▸ **EXCERPTED PASSAGE**
--------------------------------
Grizack made his scheme believable by acting out fake phone calls and sending e-mails to and from fictitious addresses, according to court documents and statements by Harkey. The scam lasted nearly eight months before the agencies discovered it was all smoke and mirrors.
Before they uncovered the truth, however, the two agencies hired 40 employees between them to handle the additional workload, according to statements made in court. Neither the prosecutor nor the two agencies have been willing to provide a breakdown of how many employees each agency hired.
Craig said that the fate of those employees factored heavily into the sentence he meted out to Grizack, which calls for between 57 and 81 months in prison.
“The sad part is that, a number of additional employees were hired and then, once the situation was uncovered, they lost their jobs,” the judge said.
A bad bet
McKinney, which declined to comment Thursday, previously said that although it did lay off about 30 employees in May 2013, it was the result of the loss of one of its larger clients and had nothing to do with “the Grizack matter.”
Today McKinney has about 155 employees and its clients include Samsung, ESPN, Sherwin-Williams, CarMax, Crocs and, ironically, Coca-Cola. Since 2014, well after Grizack departed, McKinney has been the agency of record for World of Coca-Cola, an Atlanta museum owned by the beverage giant.
McKinney’s losses, outlined in court documents, totaled $2.6 million. That included nearly $1 million in salary and benefits paid between November 2011 and April 2012, $110,000 in other expenses “to accommodate for the supposedly newly contracted business” and the $1.5 million payment to Pave. However, Pave subsequently repaid the $1.5 million to McKinney.
Grizack, wearing a tan sports jacket and standing erect, apologized to the two agencies in court Thursday.
“My actions and the consequences of my actions, I’m deeply sorry and have great regret for,” he said as his voice cracked. “I caused pain and suffering to the very people I was trying to please.”
Grizack’s defense attorney, Bernard Desrosiers of Winston-Salem, told the judge that although his client was driven by greed, pride was also a factor.
Grizack, he said, had created “revolutionary” software that enabled him to land some “legitimate clients” for Pave. But he was thwarted in his efforts to land the two clients he coveted most: Coca-Cola and Brown-Forman.
“He thought that he could pull this thing off,” Desrosiers said. He added that McKinney CEO Brad Brinegar has said “that it was his opinion that my client placed a bet. It was a bad bet, it went south. And he doubled down on it.”
Gullibility and greed
Keith Vest, president of what was formerly Pave and is now The Variable, pushed the judge to maximize Grizack’s sentence.
“His actions caused employees to lose their jobs and caused unimaginable turmoil at work,” he said. “And he almost destroyed a company whose only fault was an instinct to trust.”
Vest issued a statement afterward saying that The Variable, which today has 32 employees, is now thriving – including tripling its staff and quadrupling its revenue since 2013.
No one from McKinney spoke at the hearing.
Craig, the judge, said that although he placed the blame “squarely on the defendant, I have to say there is just a small amount of gullibility and greed involved on the part of the victims.”
“It’s a reinforcement of the old saying that, if something sounds too good to be true, it probably is too good to be true and should not be believed,” he said.
Under the terms of his plea bargain, Grizack could have been sentenced to up to 123 months in prison. Craig said that he took into consideration the fact, outlined in sealed documents submitted by the defense, that Grizack suffers from “a rare genetic disorder that could be fatal and most likely will greatly shorten his life span.”
Craig said he had no doubts about the legitimacy of the diagnosis because the physician who came up with it was someone he knew from his days at Davidson College.
--------------------------------
Source data
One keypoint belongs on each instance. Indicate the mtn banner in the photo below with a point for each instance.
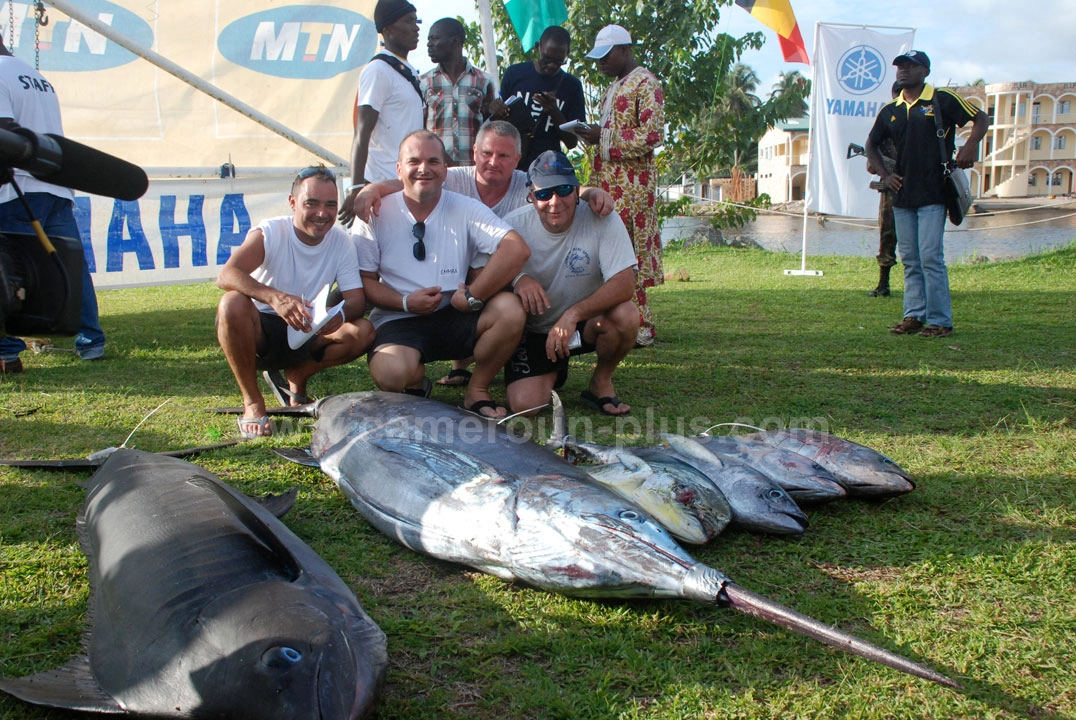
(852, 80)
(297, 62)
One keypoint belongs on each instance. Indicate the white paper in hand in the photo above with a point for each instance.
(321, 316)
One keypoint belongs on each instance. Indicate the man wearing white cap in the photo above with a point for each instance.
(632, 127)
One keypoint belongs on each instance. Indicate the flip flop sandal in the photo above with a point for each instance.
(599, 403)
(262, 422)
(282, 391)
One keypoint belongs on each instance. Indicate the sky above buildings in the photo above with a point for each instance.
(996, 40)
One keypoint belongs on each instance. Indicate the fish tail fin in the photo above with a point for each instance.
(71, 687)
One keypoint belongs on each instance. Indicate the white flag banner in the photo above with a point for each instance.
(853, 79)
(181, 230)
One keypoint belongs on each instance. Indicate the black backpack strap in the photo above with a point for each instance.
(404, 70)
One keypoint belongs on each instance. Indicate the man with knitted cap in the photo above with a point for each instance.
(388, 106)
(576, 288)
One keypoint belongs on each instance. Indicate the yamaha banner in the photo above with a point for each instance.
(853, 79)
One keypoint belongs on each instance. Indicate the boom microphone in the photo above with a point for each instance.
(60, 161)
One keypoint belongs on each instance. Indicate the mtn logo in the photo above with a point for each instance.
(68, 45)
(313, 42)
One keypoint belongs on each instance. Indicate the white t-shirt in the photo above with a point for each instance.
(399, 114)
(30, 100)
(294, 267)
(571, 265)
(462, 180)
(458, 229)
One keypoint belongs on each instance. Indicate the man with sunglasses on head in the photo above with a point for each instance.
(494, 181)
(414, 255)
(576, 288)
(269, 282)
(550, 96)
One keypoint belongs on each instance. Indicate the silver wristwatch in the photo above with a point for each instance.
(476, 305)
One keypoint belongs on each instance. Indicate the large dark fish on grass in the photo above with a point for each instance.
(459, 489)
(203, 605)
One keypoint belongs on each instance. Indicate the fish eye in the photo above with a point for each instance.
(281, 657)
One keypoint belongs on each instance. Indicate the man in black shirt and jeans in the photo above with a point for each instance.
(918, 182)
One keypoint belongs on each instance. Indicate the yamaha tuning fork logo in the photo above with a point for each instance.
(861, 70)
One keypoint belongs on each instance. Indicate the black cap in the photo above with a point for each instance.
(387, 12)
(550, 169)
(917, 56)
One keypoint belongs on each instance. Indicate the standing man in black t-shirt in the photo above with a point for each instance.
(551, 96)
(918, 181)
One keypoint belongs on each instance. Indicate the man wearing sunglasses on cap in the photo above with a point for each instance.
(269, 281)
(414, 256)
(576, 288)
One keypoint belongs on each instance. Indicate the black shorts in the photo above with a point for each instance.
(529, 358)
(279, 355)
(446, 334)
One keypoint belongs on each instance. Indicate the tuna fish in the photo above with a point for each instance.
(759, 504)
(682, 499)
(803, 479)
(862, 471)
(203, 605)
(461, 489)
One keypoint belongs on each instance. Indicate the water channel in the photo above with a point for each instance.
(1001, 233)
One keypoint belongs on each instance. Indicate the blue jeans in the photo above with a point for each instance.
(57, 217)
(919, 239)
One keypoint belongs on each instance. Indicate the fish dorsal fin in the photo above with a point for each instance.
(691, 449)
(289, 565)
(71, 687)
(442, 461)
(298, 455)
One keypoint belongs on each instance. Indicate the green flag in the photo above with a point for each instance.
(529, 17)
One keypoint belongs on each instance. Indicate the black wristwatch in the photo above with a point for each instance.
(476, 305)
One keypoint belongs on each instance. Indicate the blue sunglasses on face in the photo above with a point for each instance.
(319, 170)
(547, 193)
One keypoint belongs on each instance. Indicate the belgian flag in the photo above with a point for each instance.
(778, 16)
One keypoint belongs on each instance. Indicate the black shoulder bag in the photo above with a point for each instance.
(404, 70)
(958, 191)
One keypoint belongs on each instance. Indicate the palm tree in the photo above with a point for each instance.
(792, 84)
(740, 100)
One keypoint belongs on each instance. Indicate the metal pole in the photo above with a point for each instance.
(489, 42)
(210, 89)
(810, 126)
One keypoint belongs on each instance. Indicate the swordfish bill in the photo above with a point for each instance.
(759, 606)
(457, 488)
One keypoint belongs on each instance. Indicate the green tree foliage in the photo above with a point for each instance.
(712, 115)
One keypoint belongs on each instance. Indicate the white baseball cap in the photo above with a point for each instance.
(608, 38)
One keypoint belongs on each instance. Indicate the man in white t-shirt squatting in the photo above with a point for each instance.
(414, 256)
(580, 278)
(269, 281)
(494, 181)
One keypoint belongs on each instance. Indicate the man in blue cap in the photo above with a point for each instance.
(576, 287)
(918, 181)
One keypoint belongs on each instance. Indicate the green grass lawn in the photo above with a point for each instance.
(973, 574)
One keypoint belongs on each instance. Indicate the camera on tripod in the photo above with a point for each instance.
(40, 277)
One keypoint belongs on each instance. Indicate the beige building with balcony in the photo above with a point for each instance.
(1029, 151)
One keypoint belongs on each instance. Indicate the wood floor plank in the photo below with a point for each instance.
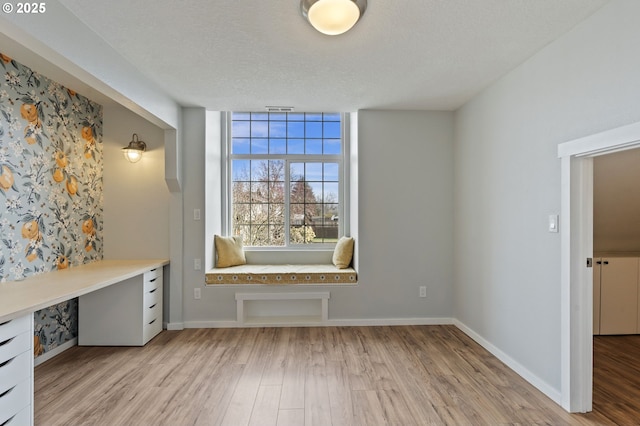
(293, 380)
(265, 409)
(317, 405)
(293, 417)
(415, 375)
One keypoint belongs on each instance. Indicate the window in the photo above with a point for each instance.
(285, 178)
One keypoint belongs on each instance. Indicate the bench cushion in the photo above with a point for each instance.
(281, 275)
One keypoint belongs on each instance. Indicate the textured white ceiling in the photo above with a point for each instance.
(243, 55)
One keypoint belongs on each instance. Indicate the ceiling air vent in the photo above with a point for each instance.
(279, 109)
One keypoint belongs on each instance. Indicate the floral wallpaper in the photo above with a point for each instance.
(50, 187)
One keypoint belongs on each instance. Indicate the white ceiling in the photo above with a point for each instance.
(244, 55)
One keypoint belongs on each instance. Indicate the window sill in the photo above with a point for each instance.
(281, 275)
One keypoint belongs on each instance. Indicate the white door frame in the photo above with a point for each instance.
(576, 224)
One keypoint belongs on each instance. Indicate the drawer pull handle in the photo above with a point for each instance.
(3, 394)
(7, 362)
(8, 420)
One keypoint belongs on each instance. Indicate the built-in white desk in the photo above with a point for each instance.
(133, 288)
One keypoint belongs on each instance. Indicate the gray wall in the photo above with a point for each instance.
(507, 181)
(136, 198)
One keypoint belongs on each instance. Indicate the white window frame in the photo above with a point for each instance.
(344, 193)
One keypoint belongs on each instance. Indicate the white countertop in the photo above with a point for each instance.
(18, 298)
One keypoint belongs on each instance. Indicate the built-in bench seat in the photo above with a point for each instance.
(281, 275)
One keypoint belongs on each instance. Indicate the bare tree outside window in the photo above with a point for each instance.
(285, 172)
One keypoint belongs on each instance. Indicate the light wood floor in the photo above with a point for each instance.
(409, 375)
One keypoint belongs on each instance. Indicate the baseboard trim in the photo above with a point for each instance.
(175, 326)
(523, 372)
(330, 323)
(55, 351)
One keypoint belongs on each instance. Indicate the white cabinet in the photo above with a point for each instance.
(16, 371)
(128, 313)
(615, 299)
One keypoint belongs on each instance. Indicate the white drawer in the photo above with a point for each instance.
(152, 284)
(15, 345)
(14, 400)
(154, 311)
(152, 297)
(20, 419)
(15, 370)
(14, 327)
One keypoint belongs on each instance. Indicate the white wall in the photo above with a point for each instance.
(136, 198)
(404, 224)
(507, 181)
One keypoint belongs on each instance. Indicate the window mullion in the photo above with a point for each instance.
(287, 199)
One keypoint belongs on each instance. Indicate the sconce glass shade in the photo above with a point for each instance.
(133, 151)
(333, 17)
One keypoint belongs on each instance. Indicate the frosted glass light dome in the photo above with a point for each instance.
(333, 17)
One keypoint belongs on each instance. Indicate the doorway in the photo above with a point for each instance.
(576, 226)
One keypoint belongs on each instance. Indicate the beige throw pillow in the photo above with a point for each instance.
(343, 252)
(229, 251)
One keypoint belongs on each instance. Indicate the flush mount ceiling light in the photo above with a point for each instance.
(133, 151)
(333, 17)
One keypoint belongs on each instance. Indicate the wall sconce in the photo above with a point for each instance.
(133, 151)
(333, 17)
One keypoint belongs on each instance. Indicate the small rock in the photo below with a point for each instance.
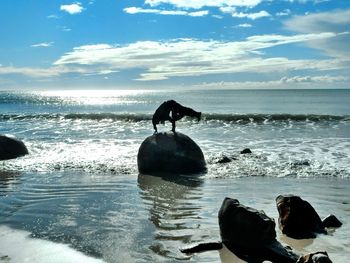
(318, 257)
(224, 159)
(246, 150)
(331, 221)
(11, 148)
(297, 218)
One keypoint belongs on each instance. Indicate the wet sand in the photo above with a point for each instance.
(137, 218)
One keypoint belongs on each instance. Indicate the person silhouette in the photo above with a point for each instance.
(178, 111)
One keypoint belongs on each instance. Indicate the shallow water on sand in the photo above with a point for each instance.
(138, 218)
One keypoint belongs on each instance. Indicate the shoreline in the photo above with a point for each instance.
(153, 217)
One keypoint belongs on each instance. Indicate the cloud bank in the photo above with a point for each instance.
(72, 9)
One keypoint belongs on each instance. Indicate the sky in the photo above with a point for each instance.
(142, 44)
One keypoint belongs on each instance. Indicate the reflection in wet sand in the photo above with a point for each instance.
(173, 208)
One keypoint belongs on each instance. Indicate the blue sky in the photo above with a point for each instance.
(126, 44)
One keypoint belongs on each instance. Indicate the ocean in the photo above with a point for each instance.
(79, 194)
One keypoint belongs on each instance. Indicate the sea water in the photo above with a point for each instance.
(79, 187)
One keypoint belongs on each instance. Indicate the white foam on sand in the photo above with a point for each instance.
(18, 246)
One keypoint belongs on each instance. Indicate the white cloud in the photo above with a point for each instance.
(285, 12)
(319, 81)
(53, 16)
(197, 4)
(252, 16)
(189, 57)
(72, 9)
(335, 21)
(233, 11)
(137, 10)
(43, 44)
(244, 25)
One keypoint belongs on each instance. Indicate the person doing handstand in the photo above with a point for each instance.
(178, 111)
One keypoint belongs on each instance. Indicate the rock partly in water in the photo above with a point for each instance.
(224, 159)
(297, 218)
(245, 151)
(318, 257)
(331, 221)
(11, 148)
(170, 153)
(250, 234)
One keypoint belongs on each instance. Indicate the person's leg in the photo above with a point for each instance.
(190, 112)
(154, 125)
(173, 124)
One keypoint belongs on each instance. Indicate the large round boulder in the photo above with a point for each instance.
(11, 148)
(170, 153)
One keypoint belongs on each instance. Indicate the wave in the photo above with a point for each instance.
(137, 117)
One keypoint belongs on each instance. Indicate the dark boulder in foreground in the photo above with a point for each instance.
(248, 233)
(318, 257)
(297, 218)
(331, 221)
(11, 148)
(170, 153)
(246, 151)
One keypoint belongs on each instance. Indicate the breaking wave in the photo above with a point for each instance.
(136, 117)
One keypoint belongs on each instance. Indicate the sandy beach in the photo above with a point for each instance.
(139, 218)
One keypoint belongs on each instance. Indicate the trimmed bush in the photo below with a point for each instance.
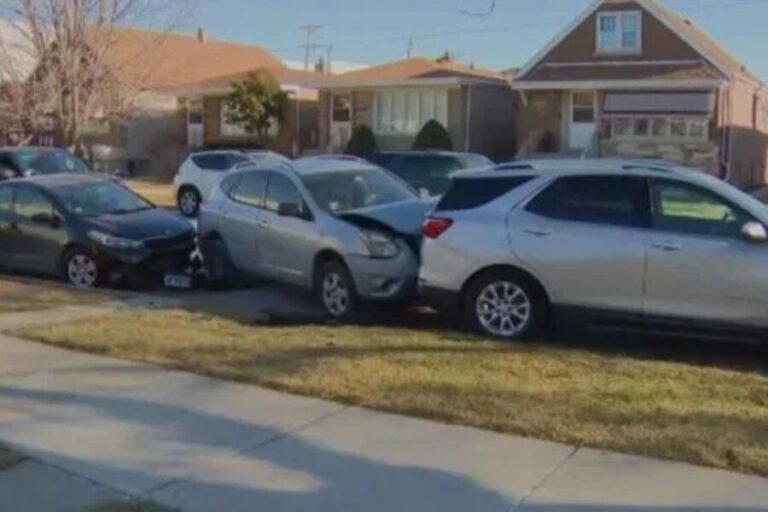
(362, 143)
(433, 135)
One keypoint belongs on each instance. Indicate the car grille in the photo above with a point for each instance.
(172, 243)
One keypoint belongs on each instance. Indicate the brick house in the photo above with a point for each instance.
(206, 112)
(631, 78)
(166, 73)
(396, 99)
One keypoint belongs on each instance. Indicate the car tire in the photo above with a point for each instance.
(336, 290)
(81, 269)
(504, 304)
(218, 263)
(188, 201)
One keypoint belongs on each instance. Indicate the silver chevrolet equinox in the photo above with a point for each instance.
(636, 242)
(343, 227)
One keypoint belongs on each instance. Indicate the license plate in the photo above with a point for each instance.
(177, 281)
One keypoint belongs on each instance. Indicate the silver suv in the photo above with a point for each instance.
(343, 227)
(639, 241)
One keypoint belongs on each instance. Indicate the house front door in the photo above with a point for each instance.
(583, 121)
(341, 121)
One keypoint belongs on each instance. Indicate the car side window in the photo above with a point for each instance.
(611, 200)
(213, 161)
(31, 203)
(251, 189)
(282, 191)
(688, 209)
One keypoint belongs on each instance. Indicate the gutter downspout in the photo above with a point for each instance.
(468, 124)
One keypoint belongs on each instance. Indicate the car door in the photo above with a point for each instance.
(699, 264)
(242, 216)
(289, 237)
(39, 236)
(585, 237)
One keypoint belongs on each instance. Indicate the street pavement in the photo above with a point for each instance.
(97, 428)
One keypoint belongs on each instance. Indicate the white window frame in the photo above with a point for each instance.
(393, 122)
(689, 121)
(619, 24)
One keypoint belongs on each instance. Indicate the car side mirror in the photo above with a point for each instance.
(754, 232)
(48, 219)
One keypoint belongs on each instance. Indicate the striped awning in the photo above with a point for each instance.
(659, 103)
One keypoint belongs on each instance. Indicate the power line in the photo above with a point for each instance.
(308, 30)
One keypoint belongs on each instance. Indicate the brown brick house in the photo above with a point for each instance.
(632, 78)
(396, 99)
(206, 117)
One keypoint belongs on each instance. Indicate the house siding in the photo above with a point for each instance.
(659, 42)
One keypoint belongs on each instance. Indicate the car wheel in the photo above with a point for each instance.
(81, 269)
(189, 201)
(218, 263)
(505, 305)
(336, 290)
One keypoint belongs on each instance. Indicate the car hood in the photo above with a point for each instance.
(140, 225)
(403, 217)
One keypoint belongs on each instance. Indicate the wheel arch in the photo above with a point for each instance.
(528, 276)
--------------------------------
▸ **WHAT YOU WILL DO**
Using the article on Grizack's sentencing, answer these:
1. What range of prison time does the sentence imposed on Grizack call for?
2. What did McKinney's losses total, according to court documents?
3. How many employees does The Variable have today?

▸ **REPLY TO THE EXERCISE**
1. Between 57 and 81 months
2. $2.6 million
3. 32